-------- Working data --------

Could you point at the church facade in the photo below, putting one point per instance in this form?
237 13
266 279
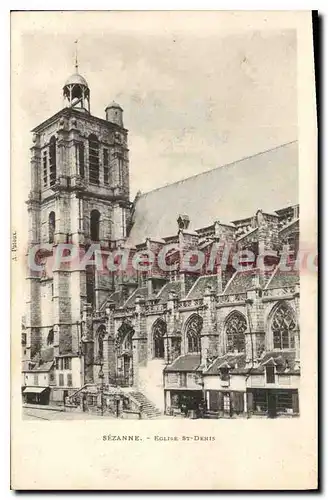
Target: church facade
201 321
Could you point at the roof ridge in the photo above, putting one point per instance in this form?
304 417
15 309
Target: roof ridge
217 167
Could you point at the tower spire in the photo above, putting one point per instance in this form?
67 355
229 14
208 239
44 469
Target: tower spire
76 61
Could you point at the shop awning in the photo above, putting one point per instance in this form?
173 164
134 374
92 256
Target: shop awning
34 390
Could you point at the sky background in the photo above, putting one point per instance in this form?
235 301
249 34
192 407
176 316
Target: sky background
195 94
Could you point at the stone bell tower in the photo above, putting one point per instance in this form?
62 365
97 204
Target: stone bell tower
79 177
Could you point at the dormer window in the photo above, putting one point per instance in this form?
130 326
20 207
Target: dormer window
45 169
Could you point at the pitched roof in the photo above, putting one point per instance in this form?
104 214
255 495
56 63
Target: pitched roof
267 181
185 363
173 286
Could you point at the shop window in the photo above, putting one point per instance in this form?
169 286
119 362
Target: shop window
90 282
235 329
45 168
260 403
94 225
270 374
283 328
50 338
69 380
193 329
100 341
106 166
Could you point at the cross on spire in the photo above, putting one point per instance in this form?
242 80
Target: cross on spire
76 61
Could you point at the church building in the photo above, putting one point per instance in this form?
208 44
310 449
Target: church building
207 338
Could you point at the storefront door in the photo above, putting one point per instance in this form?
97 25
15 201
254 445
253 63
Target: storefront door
272 404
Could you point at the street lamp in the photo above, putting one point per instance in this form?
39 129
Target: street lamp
101 376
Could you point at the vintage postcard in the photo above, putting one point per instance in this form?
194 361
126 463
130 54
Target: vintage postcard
164 252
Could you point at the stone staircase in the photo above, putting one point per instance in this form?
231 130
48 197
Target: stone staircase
147 408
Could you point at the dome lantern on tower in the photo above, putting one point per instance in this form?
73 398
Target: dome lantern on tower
76 91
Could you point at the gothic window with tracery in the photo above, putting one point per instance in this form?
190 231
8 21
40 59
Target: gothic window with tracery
124 337
51 226
50 338
94 225
283 328
194 327
159 331
236 327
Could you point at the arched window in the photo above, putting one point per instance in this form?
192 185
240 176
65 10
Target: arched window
94 225
235 329
52 161
93 159
193 329
124 337
100 341
52 226
50 338
159 331
283 327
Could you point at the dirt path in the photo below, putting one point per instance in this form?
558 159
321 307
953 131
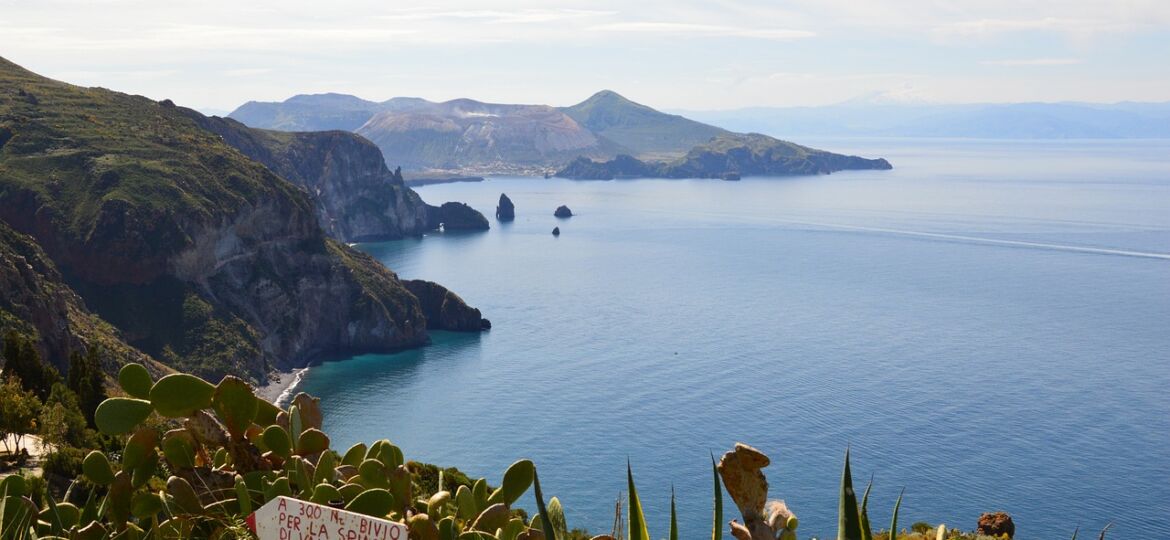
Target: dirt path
35 451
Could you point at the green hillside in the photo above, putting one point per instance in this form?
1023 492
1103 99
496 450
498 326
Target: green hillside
201 257
647 132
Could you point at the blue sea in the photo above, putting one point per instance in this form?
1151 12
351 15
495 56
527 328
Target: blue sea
986 325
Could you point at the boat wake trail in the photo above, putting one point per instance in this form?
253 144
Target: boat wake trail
979 240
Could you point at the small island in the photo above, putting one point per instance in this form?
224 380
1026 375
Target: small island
727 157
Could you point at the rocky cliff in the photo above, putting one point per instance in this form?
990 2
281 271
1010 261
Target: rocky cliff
455 216
446 310
200 256
36 303
357 198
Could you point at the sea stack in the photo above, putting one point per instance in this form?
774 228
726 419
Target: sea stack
506 210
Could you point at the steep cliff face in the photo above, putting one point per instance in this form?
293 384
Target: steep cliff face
204 257
446 310
35 302
357 198
455 216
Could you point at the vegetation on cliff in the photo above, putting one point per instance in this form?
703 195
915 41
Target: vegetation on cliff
357 198
638 129
197 255
728 157
193 459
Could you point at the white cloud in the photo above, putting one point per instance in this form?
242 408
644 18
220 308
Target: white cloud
1027 62
704 30
990 27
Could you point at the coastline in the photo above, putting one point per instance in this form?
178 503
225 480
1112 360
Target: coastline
281 386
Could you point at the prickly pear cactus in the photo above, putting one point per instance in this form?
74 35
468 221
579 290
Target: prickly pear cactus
225 452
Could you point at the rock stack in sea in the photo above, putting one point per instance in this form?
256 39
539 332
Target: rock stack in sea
997 524
506 210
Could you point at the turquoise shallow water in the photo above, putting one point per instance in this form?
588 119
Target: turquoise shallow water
986 325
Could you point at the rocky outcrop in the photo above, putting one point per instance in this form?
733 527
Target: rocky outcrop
455 216
727 157
996 524
357 198
506 210
36 303
200 256
445 310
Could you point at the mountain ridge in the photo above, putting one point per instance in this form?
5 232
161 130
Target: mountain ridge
200 256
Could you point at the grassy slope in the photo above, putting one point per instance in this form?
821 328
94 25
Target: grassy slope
114 185
38 304
648 132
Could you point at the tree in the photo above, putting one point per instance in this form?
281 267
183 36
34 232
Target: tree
61 422
23 361
85 380
18 412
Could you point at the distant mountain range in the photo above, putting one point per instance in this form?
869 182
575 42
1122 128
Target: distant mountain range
727 157
1017 120
469 137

--------

* What you need to do *
Copy out the lines from the line containing "Could you point at the mountain" to the end of the listing above, without alteration.

* Response to this task *
Could you point at the mountain ridge in the photo above, putting one point per instance in this form?
5 232
161 130
Target: mountain ridge
200 256
Could you point at the grassy slope in the photo above, putting one point per instance in this form?
821 328
94 25
Target: grassy slope
114 185
38 304
648 132
Could you point at the tree in the photo above, putting one point per instance in this form?
281 267
183 36
34 232
Target: tree
61 422
23 361
85 380
18 412
Could you point at the distant mountain range in the photo above, putting one point per instance in this form?
869 182
575 42
1122 128
Target: distant mountain range
727 157
1017 120
469 137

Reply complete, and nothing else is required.